** Start RECORDS **
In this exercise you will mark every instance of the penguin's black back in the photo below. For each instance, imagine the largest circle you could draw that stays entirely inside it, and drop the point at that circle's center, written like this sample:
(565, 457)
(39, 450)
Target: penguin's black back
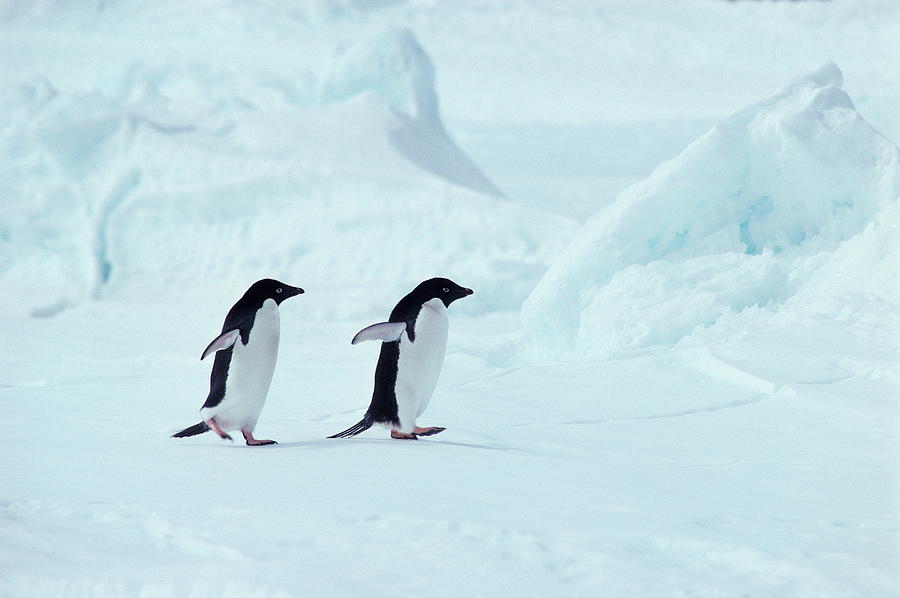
(383, 408)
(241, 316)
** End RECORDS **
» **YOUR OBJECTIVE**:
Rewrite the entries above, swapping every "black back" for "white belly" and keeping everything else the same. Omit the pictures from your answer.

» **WRITTEN REPLY**:
In this exercise you will mark every instance of the penguin's white belly in the photo below. For each instance, imagine the largest circle you could draw that stays entirely inside it, and drop the point at that circle's center, written like this sample:
(565, 457)
(39, 450)
Target: penguin's white belly
(383, 408)
(241, 316)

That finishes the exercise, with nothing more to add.